Challenge: Your task is to give the data again, exactly, with every line intact.

Raw records:
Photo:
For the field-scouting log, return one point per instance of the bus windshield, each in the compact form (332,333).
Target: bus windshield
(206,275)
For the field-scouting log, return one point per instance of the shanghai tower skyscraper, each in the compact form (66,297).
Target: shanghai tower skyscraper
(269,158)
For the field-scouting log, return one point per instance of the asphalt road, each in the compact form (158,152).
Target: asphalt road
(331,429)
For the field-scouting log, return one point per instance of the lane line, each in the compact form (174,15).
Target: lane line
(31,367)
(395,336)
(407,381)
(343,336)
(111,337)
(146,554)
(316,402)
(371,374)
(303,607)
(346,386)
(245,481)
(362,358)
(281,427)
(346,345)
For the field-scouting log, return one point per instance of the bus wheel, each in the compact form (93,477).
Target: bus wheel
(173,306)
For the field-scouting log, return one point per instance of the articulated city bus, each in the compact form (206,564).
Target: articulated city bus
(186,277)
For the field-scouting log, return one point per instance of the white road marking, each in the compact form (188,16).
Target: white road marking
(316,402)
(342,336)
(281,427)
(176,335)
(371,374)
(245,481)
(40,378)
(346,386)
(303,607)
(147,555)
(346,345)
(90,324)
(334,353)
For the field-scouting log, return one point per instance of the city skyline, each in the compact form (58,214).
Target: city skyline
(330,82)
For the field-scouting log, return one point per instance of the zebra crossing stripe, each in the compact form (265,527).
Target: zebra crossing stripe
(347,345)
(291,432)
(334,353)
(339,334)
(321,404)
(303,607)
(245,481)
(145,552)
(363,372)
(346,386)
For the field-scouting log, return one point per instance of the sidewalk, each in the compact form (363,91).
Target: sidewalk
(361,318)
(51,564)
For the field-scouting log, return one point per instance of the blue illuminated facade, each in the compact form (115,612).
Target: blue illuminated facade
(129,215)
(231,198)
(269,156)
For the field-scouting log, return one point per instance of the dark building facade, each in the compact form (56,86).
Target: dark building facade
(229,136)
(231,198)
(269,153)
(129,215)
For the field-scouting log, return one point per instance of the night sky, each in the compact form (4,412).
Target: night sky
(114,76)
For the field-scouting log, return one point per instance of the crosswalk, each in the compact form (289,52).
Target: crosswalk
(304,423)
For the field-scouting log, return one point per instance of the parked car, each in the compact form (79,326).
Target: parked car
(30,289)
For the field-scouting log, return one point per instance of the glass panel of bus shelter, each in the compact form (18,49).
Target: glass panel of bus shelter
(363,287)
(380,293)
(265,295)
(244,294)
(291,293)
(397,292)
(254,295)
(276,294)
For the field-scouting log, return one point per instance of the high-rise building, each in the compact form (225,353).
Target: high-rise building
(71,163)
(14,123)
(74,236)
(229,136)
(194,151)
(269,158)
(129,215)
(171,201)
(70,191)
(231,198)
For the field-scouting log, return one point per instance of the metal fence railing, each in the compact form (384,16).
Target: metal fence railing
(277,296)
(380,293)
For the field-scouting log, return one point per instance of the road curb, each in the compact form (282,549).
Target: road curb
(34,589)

Completed task:
Photo:
For the field-scouting log, return one point per instance of the bus windshield, each in the compact form (332,333).
Target: bus windshield
(206,275)
For the field-scouting log, return one point per instance of the shanghai tower skyscraper, each in the compact form (66,297).
Target: shanghai tower skyscraper
(269,158)
For the field-scouting log, return one point per instance of the asphalt road, each in the compact form (158,152).
Target: asphalt road
(331,429)
For the field-scouting log, return one point per instance of the lane line, each in the compact form (174,15).
Target: lane line
(31,367)
(395,336)
(407,381)
(343,336)
(111,337)
(146,554)
(316,402)
(371,374)
(303,607)
(346,386)
(245,481)
(362,358)
(281,427)
(346,345)
For the field-scouting log, return one point per instance of the bus wheel, each in the compact form (93,477).
Target: bus wheel
(173,306)
For the field-scouting log, return one point per instance of the articulated city bus, each in the compact form (206,564).
Target: articulated city bus
(186,277)
For the field-scouting log, return one point per instance of the white road marking, each in the compact form (188,16).
Target: white road marking
(316,402)
(342,336)
(281,427)
(176,335)
(371,374)
(245,481)
(40,378)
(346,386)
(303,607)
(147,555)
(346,345)
(90,324)
(334,353)
For the field-scouting log, return one point per instance of the city skyline, each in the compact form (58,214).
Target: city skyline
(330,82)
For the field-scouting log, return one point per instance of the zebra crossing stripe, each in the compact form (265,527).
Target: zebra crossing stripe
(347,345)
(291,432)
(334,353)
(339,334)
(321,404)
(303,607)
(245,481)
(145,552)
(363,372)
(346,386)
For the field-scouting log, return one point per instance of the sidewalk, each in the compact form (363,91).
Target: sidewalk
(361,318)
(51,564)
For the field-scouting log, return one point per instance of the blue illuminated facade, each in the compact form (115,612).
Target: blue illuminated facade
(129,215)
(231,198)
(269,156)
For the field-scouting log, return one point per instance of the dark building facade, each in the compact form (56,86).
Target: dark building facade
(229,136)
(231,198)
(269,153)
(129,215)
For the field-scouting log, return one point per instance of the night sky, each in the compact form (4,412).
Target: night sky
(114,76)
For the field-scouting log, return one point per instance of the crosswalk, each in the compact form (289,52).
Target: crosswalk
(304,423)
For the field-scouting log, return one point per instance of the parked car, each in the compact form (79,326).
Target: parked car
(30,289)
For the field-scouting log, return one point per instance of the glass panel of bus shelter, each in the compact form (18,49).
Target: glass panel of bus shelter
(363,287)
(380,293)
(265,295)
(244,294)
(291,293)
(397,292)
(254,295)
(276,294)
For the field-scouting log, return one point per instance of the high-rise building, each in the compact form (225,353).
Target: high-rise building
(71,163)
(14,123)
(74,236)
(229,136)
(194,151)
(269,158)
(129,215)
(171,201)
(70,191)
(231,198)
For the field-scouting log, return one point per instance of the metal fence railing, each in the compact form (384,16).
Target: metal fence railing
(277,296)
(380,293)
For the field-scouting log, return one point per instance of the road curb, each in the compact form (282,549).
Target: road curb
(34,589)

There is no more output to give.